** Opening SOURCE PASSAGE block **

Engaging Underrepresented Groups in Community Projects
One of the northern governorates in which ACDI/VOCA worked is rich in oil resources as well as ethnic diversity, with large numbers of Kurds, Turkmen and Sunni Arabs, as well as Chaldean and Assyrian Christians. The governorate has many conservative regions where women and young people had been playing only a limited role in public decision making. ACDI/VOCA’s CAP staff identified informal associations in the area with which to organize participation of underrepresented groups, especially women, youth and minorities. Ensuring equitable participation on the part of these associations in the planning sessions translated into broader participation from diverse groups in the public meetings. Many town hall meetings convened under the project were attended by a high percentage of women. Several women were elected to community boards, giving them a greater say in project design and approval. As a result, the community board approved a large income-generating sewing project for women.

** Closing SOURCE PASSAGE block **

◆ ACTION ITEM ◆
Decide whether each statement below agrees with the passage on engaging underrepresented groups, answering yes or no and quoting the words of the passage that settle it. (a) In the governorate's conservative regions, women and young people had played only a limited role in public decision making. (b) No women were elected to community boards. (c) The community board approved a sewing project for women.

** Opening GIVEN INFORMATION block **

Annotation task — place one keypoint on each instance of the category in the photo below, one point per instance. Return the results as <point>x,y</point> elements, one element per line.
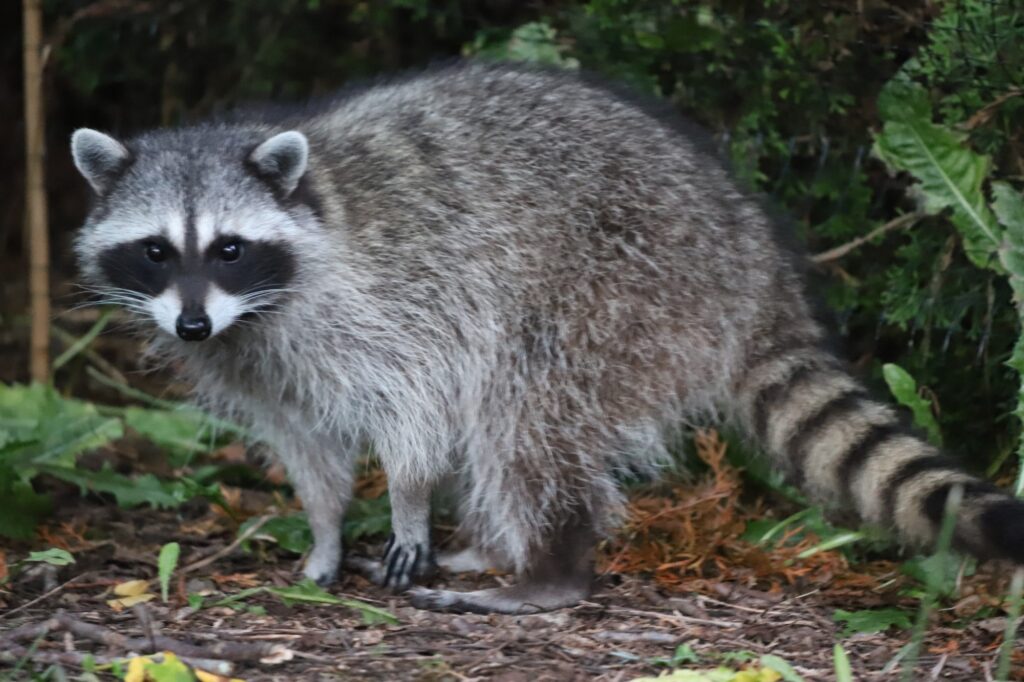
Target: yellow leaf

** Closing GIVEN INFORMATION block **

◆ REPLY TO THE TASK ◆
(a) Yes: "The governorate has many conservative regions where women and young people had been playing only a limited role in public decision making."
(b) No: "Several women were elected to community boards, giving them a greater say in project design and approval."
(c) Yes: "the community board approved a large income-generating sewing project for women."